= Aim of the task =
Every line below from the one containing "the young boy" through the one containing "the arm sleeve" must be transcribed exactly. Omit all lines outside that stretch.

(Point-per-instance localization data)
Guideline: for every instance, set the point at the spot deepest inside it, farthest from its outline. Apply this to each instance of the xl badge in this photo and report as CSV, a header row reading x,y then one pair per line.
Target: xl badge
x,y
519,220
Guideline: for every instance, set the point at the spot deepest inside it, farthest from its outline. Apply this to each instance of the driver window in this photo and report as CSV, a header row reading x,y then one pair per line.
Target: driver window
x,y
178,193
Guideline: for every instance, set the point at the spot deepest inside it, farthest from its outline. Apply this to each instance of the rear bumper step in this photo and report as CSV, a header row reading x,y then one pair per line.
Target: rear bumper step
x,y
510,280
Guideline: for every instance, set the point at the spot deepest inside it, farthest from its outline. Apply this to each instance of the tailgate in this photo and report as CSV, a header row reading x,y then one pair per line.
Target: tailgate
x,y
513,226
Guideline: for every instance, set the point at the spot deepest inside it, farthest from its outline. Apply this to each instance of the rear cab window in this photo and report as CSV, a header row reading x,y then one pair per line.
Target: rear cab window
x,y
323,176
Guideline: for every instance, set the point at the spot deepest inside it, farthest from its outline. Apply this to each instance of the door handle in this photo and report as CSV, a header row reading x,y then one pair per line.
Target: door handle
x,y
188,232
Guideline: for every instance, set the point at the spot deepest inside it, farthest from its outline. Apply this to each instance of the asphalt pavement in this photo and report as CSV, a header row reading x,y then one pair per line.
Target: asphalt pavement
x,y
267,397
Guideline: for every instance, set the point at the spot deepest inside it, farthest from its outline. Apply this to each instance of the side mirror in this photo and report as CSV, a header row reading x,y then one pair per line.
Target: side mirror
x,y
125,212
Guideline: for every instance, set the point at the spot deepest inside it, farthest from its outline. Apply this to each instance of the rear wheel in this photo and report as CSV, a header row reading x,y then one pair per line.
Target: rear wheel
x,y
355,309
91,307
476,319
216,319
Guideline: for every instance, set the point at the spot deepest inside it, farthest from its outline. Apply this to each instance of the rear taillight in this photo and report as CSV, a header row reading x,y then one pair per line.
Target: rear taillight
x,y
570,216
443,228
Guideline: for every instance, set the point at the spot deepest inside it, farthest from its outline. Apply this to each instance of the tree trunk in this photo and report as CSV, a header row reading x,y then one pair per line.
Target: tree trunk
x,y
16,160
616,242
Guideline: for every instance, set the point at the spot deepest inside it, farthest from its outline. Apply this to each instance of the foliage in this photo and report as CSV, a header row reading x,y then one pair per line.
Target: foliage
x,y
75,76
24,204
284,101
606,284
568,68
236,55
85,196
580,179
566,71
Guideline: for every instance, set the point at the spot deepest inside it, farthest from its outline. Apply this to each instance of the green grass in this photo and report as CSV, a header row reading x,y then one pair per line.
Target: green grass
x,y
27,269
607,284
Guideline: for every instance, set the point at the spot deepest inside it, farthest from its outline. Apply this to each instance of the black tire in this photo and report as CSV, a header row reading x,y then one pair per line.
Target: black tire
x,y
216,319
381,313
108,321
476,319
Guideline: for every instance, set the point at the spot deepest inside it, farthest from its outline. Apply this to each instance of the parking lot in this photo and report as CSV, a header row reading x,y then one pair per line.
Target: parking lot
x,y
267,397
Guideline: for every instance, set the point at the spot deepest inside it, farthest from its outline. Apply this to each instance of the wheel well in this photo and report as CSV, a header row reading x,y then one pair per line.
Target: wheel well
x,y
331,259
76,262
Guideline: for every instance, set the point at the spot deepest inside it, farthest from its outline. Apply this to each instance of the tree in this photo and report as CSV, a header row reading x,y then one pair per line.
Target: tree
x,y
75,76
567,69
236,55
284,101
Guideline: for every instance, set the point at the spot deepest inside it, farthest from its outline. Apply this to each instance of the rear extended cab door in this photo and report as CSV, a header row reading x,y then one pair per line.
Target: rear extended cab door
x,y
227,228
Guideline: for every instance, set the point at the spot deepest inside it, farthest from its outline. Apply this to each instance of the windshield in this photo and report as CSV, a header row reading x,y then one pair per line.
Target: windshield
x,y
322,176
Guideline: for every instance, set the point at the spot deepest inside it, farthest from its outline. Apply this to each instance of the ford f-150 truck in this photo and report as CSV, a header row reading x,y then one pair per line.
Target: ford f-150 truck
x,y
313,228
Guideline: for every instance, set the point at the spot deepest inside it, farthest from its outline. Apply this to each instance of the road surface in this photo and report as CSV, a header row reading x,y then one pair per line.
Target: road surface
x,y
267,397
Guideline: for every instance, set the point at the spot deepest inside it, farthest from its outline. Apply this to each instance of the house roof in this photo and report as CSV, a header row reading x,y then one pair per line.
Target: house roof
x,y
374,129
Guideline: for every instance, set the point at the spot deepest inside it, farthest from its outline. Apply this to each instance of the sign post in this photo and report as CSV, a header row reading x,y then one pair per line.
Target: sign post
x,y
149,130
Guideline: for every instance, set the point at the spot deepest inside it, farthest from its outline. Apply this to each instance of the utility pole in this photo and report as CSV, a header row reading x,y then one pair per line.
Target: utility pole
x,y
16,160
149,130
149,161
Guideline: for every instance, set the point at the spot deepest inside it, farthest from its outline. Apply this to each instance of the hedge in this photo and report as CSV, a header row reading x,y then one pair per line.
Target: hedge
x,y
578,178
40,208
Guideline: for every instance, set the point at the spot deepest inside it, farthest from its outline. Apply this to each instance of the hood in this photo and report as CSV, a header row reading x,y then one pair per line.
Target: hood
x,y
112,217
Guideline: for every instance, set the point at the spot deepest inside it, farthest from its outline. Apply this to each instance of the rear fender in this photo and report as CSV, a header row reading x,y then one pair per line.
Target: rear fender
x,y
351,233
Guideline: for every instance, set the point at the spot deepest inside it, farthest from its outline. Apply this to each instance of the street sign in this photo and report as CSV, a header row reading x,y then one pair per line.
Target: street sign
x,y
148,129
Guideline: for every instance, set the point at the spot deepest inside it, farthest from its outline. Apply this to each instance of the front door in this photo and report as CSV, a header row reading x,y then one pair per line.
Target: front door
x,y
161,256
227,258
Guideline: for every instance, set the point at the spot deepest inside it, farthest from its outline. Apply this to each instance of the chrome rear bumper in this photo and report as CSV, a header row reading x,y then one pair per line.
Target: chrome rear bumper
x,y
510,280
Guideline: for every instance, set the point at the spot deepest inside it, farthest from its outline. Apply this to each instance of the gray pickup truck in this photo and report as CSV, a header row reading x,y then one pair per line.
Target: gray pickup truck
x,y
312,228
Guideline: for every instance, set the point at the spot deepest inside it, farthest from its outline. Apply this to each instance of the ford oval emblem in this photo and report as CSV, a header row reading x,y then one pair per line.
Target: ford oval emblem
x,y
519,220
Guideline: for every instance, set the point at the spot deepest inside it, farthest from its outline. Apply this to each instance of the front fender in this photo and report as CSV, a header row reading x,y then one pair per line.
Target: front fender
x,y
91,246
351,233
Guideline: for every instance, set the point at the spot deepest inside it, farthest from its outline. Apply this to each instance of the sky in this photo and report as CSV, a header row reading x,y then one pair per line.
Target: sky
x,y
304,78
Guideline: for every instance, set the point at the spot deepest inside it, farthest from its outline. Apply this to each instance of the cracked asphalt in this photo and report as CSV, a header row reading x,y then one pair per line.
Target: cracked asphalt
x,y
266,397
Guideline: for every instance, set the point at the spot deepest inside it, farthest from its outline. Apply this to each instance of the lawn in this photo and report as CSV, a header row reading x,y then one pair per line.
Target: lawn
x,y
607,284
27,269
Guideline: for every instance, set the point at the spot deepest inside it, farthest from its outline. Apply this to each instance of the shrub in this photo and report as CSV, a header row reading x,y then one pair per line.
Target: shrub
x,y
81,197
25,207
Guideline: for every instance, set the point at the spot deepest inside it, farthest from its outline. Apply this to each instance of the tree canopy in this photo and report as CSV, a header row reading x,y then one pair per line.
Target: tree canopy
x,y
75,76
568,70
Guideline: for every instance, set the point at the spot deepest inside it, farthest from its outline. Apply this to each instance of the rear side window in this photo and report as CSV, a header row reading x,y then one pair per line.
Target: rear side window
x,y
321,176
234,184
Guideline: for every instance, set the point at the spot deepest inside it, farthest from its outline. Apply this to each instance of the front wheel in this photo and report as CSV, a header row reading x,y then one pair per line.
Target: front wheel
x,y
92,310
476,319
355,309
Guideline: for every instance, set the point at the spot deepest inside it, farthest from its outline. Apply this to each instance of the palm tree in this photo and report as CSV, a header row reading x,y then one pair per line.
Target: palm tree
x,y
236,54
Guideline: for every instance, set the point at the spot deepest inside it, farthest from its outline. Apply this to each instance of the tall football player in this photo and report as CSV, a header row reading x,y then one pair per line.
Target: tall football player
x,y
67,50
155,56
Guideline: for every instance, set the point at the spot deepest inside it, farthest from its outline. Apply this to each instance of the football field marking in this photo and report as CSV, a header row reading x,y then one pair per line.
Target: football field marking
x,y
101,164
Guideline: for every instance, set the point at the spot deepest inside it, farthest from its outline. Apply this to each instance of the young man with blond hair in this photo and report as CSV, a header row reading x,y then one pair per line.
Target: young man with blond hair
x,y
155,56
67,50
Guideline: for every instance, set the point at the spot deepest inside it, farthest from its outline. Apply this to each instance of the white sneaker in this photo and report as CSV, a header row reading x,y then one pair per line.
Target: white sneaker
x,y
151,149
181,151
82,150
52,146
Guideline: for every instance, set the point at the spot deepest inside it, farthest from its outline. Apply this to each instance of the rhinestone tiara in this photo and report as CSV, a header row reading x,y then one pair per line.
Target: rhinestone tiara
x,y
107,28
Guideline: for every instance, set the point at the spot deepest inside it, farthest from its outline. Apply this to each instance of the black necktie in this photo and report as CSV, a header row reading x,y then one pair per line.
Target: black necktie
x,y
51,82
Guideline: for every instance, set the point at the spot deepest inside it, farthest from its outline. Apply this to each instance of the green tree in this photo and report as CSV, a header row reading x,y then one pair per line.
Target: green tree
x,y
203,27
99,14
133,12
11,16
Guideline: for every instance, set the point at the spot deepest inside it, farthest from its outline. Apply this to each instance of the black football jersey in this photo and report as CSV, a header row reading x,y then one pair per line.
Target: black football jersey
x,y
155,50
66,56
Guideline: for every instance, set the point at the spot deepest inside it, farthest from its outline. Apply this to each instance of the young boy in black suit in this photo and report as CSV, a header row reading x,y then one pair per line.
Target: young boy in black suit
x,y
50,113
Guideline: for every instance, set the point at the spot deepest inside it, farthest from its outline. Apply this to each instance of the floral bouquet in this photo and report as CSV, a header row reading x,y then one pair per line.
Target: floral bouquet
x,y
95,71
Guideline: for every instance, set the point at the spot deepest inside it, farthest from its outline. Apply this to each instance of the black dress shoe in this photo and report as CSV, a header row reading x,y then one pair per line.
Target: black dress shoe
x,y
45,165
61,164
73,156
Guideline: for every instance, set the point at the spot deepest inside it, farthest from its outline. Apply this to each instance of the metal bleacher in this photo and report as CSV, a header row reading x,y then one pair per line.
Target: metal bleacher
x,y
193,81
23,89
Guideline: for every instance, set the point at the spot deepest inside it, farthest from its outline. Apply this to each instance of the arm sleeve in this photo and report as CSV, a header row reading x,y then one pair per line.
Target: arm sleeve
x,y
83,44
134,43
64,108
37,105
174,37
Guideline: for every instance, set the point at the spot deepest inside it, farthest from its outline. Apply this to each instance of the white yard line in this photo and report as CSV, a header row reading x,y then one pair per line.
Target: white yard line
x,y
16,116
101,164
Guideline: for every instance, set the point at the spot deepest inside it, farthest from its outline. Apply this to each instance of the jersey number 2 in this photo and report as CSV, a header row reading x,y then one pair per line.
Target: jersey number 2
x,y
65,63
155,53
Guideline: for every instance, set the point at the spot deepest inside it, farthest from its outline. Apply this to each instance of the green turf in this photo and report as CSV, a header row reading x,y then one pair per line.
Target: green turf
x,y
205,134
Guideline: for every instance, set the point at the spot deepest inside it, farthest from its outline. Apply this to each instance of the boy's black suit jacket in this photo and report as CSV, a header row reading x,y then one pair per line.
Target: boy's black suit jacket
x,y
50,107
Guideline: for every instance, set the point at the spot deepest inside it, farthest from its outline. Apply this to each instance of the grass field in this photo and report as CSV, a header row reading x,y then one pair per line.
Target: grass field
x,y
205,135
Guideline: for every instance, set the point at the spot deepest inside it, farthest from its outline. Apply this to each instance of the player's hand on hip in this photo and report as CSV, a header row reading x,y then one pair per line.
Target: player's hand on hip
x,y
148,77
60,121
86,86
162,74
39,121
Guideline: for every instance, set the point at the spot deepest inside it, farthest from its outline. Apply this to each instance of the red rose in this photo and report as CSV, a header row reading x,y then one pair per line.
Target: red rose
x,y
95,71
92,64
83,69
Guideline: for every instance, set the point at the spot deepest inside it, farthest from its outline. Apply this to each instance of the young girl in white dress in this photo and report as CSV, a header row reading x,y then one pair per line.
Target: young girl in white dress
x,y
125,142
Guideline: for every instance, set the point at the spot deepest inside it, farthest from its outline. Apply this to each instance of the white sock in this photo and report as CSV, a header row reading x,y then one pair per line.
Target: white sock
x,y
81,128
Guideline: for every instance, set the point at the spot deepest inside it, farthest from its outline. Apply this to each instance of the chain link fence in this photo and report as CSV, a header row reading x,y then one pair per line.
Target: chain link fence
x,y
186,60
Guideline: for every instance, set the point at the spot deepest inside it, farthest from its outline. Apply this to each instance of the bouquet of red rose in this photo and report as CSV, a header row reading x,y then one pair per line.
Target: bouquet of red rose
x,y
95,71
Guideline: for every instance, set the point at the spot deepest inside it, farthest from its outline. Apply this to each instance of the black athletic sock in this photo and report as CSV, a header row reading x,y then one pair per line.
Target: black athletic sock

= Solved exercise =
Guideline: for every instance, set the point at the spot deepest inside it, farthest from its outline. Apply this to each instance of the young boy in black suit in this photo and report as CSV, a header row reading x,y then one pair per line.
Target: young boy in black suit
x,y
50,113
Guideline: for every instance, set the point at the spot deepest inside it, farthest from its outline. Apply this to each instance of the floral bouquet in this photo and report as CSV, a header row reading x,y then one pair per line.
Target: floral bouquet
x,y
95,71
Guideline: for every instance, set the point at the spot deepest inside it, farthest from its outline. Apply this to each instance of the black dress shoe in this photo and report as CSV, a header row reading x,y then one pair per line.
Target: black dress shoe
x,y
45,165
61,164
73,156
Guideline: for every instance, set the point at the spot deepest inside it, farthest from its outline. Apply this to each instance of the metal bleacher in this photo and report as CSV, a header row reading x,y then one pair per line.
Target: metal bleacher
x,y
193,81
23,89
Guideline: for every instance, set the point at the spot deepest inside it, farthest from its outline. Apply this to each instance of the arm sleeve in this photo and report as CSV, a header row reading x,y then one pair per line.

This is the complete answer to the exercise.